# Provided information

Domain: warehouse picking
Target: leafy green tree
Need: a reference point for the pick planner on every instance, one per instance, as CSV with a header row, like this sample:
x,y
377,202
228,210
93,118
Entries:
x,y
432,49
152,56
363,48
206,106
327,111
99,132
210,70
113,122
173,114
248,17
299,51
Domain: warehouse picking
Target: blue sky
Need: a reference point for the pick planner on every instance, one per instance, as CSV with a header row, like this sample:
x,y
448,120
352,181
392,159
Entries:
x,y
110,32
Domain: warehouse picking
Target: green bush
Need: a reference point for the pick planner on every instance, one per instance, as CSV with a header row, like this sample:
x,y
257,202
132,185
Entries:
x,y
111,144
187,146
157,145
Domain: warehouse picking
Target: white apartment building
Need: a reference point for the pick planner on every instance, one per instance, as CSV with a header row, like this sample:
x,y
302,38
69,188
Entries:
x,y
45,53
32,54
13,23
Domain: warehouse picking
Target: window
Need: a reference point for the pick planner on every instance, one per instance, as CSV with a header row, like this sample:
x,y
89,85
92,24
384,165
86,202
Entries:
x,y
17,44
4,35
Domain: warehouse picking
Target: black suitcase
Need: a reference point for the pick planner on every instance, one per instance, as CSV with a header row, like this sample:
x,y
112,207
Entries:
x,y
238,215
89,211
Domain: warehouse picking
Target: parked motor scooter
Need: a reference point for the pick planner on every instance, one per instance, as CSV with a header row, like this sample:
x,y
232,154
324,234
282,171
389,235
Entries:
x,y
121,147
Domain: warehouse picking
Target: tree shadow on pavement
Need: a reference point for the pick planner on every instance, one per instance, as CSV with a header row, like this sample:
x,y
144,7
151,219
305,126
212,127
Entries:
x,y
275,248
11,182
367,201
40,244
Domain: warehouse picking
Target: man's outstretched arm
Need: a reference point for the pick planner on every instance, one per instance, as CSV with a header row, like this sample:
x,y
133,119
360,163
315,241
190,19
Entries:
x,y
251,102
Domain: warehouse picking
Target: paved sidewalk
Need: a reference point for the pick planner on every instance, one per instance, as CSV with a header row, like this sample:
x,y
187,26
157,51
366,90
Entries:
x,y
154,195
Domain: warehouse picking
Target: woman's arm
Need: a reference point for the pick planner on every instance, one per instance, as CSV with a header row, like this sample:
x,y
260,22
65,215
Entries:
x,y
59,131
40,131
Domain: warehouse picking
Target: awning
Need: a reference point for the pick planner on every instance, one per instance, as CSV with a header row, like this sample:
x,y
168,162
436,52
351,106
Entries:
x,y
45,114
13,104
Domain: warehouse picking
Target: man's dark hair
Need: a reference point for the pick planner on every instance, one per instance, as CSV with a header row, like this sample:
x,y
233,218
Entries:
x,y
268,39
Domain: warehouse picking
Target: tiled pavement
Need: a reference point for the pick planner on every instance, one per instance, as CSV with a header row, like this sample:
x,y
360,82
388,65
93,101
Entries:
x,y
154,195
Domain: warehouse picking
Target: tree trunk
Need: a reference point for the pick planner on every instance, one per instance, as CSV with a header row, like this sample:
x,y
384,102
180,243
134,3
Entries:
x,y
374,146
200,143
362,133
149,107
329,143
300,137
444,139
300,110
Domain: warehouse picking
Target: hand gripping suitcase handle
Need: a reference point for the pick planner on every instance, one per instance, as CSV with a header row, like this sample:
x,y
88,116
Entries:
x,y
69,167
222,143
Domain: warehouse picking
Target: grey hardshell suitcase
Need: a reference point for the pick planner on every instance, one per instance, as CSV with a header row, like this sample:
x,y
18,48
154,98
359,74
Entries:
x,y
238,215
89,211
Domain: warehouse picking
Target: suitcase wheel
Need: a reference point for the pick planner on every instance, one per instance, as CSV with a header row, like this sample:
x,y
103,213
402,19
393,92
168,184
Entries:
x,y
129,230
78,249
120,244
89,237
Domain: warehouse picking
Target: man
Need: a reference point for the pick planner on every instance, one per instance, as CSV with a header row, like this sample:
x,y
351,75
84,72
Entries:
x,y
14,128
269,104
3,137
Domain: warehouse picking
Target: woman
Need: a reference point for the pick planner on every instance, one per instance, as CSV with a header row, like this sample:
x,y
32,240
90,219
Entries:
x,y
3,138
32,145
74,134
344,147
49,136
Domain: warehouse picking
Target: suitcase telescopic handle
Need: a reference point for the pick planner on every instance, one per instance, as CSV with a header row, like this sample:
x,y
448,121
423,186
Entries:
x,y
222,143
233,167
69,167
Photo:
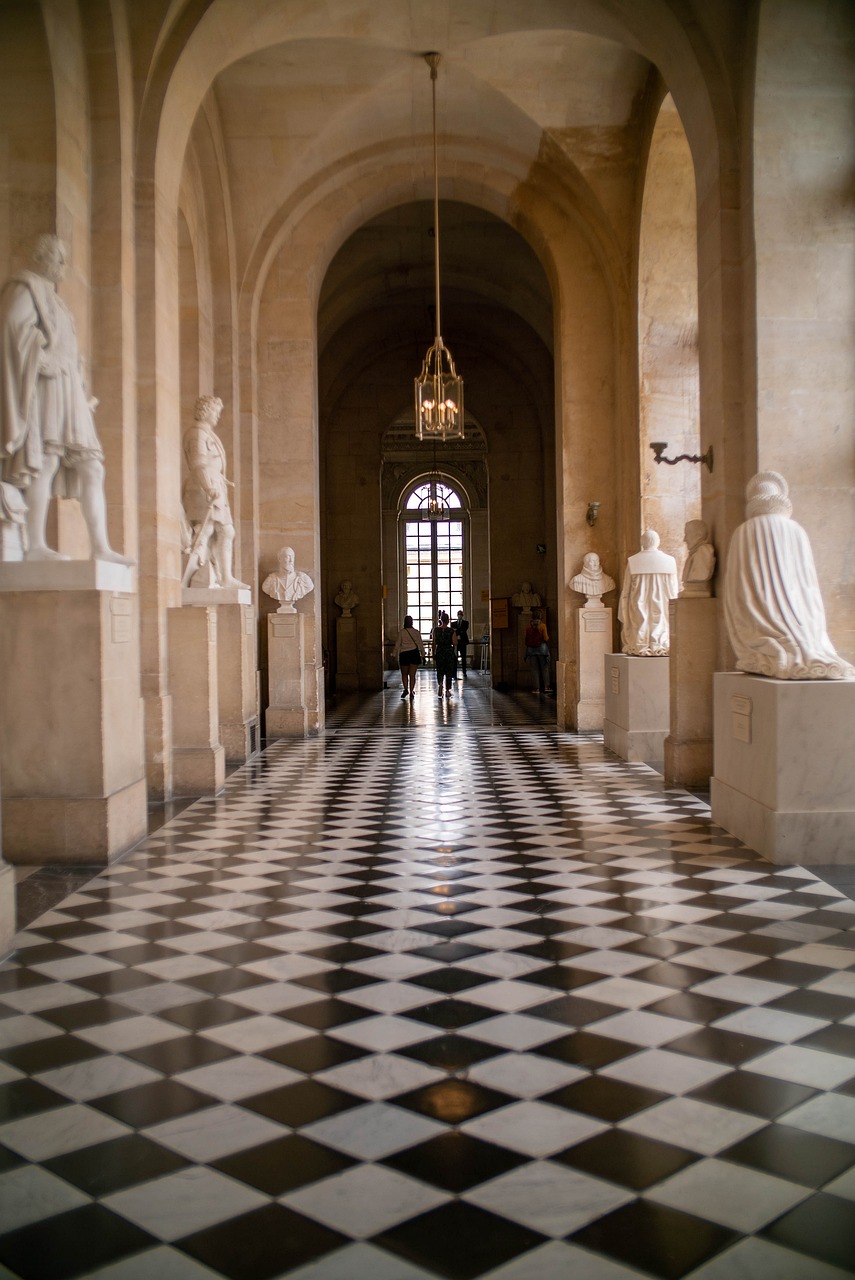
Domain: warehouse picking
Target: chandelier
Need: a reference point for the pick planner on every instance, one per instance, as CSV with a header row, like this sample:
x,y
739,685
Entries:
x,y
439,392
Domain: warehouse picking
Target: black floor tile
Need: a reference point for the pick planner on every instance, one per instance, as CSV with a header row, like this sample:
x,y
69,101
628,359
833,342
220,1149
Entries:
x,y
792,1153
261,1244
627,1159
455,1161
653,1238
71,1244
822,1226
607,1100
150,1104
301,1104
452,1101
283,1165
758,1095
458,1240
110,1166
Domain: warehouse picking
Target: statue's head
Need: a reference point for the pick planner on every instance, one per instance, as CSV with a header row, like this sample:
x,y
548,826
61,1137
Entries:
x,y
767,494
695,533
209,408
50,257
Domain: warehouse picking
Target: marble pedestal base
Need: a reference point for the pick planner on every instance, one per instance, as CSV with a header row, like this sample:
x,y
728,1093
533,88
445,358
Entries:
x,y
689,746
72,760
7,909
593,643
636,707
199,759
785,766
347,676
288,713
236,667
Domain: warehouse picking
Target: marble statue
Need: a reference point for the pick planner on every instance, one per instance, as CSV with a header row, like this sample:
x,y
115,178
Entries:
x,y
773,608
649,584
47,440
205,497
591,581
347,599
288,585
525,598
699,567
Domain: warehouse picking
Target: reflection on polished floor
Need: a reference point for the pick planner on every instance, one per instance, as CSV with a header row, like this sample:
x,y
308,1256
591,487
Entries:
x,y
443,993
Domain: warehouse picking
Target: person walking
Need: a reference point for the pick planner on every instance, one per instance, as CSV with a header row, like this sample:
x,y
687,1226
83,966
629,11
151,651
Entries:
x,y
538,652
444,657
461,627
410,652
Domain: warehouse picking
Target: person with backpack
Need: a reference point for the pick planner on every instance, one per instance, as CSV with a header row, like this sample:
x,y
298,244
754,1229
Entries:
x,y
536,641
410,652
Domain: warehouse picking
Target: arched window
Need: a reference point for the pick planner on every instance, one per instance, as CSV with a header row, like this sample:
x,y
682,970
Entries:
x,y
433,552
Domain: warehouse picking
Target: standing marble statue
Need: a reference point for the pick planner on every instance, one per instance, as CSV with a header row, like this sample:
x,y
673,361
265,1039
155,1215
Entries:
x,y
591,581
47,440
288,584
700,565
205,496
347,599
649,584
773,607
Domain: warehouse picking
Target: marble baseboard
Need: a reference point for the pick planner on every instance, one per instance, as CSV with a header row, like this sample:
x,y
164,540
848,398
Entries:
x,y
73,830
199,771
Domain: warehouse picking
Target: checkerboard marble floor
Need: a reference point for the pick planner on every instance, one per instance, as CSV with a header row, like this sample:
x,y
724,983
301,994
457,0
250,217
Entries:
x,y
443,993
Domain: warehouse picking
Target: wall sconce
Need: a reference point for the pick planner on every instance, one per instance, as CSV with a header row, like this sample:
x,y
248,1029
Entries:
x,y
659,448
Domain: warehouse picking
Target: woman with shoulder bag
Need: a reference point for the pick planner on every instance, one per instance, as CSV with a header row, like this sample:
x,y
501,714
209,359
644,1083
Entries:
x,y
410,652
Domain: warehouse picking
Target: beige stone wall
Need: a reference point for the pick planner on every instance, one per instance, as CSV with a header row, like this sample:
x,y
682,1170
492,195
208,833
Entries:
x,y
804,149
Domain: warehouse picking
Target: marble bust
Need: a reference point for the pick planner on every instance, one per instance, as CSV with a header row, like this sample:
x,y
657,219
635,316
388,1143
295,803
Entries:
x,y
525,598
591,581
209,534
347,599
47,439
773,608
288,584
700,565
649,584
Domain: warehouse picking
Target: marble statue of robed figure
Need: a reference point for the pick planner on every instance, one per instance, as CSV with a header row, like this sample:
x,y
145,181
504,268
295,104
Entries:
x,y
205,496
288,584
47,440
773,607
649,585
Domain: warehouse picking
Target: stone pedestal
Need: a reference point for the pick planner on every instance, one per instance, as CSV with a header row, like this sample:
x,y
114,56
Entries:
x,y
199,759
689,746
72,763
346,662
636,707
785,766
593,643
288,690
236,667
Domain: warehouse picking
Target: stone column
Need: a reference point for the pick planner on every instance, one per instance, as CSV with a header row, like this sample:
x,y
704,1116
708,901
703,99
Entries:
x,y
689,746
593,641
199,759
347,676
291,688
636,707
72,758
237,682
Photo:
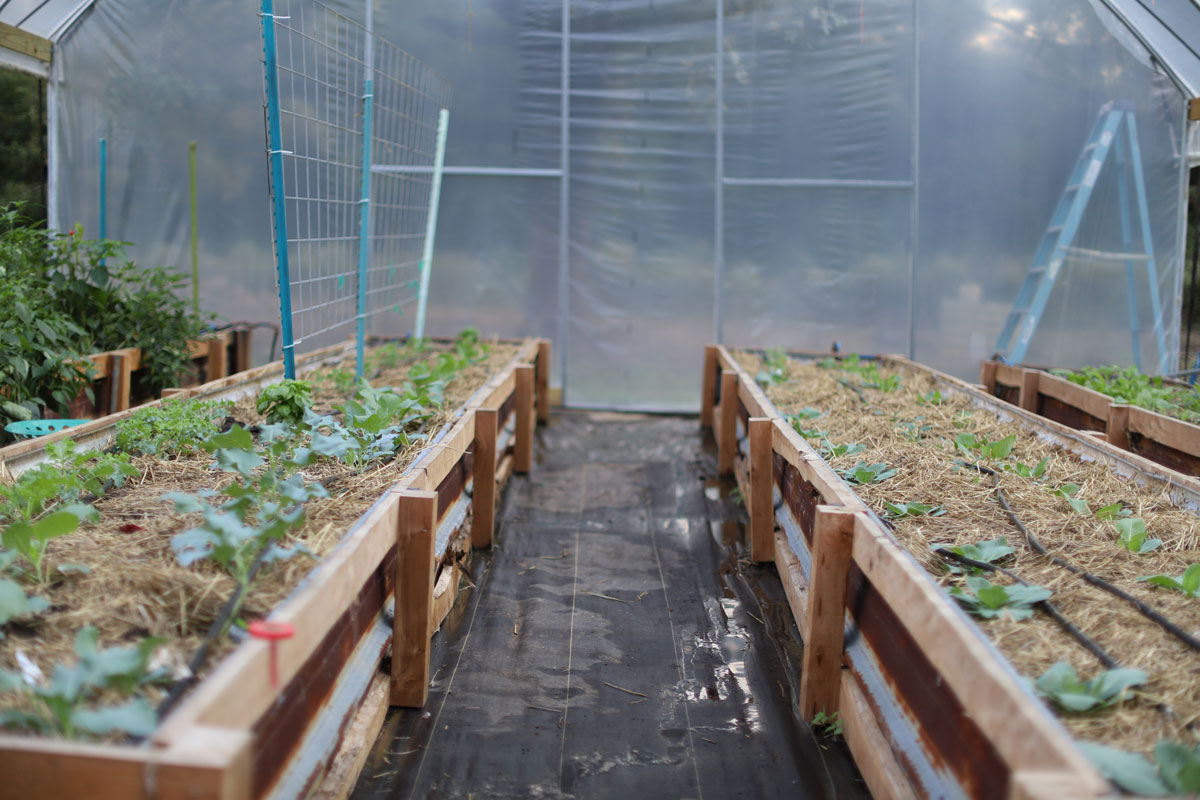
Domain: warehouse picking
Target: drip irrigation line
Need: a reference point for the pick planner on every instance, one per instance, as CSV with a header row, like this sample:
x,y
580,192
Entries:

# Exercise directions
Please count the lines in the material above that contain the word "statue" and give only that number.

# Exercise result
4